Exercise prompt:
The records, repeated exactly and in full, are the expected answer.

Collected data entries

----

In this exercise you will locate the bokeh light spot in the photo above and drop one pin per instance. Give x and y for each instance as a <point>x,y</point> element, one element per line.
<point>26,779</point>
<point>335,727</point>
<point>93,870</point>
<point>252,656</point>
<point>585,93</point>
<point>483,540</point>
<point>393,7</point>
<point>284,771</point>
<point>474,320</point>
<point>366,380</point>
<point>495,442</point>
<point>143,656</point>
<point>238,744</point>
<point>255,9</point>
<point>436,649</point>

----

Completed exercise:
In this exercise you will locate the bokeh light spot in the photo above and drop one pin per instance. Give x and y for each instance as a <point>x,y</point> element, one element per line.
<point>26,779</point>
<point>335,727</point>
<point>93,870</point>
<point>252,656</point>
<point>585,93</point>
<point>483,540</point>
<point>393,7</point>
<point>284,771</point>
<point>474,320</point>
<point>366,380</point>
<point>495,442</point>
<point>143,656</point>
<point>238,744</point>
<point>255,9</point>
<point>436,649</point>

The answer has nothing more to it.